_Task description_:
Copy out everything from the start of the records down to the line containing "[918,187,1344,896]", both included, keeping each line exactly as it appears.

_Stored records_:
########################################
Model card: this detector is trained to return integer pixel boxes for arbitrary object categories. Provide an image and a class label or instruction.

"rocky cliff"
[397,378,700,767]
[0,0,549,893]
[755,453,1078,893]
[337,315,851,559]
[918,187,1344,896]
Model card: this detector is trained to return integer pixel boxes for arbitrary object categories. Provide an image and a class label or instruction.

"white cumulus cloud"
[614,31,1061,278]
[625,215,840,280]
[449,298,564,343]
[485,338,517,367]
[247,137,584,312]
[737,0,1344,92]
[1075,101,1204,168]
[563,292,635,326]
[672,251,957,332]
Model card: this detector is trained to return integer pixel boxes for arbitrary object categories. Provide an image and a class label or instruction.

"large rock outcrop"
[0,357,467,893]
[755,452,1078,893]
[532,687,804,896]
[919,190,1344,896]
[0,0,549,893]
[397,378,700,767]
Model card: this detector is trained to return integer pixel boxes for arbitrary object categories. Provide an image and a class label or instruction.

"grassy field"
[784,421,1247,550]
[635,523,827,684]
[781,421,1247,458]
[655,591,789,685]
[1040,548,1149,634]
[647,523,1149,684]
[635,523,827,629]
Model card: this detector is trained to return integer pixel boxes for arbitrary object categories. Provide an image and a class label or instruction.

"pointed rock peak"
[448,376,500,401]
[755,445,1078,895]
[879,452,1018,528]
########################################
_The answer_:
Model card: this detector is trained to return integer pixel boxes for arbitrary object categories. Provide an image and a class label or instruction.

"rocky cliff"
[397,378,700,767]
[0,0,549,893]
[755,453,1078,893]
[337,315,851,559]
[918,187,1344,896]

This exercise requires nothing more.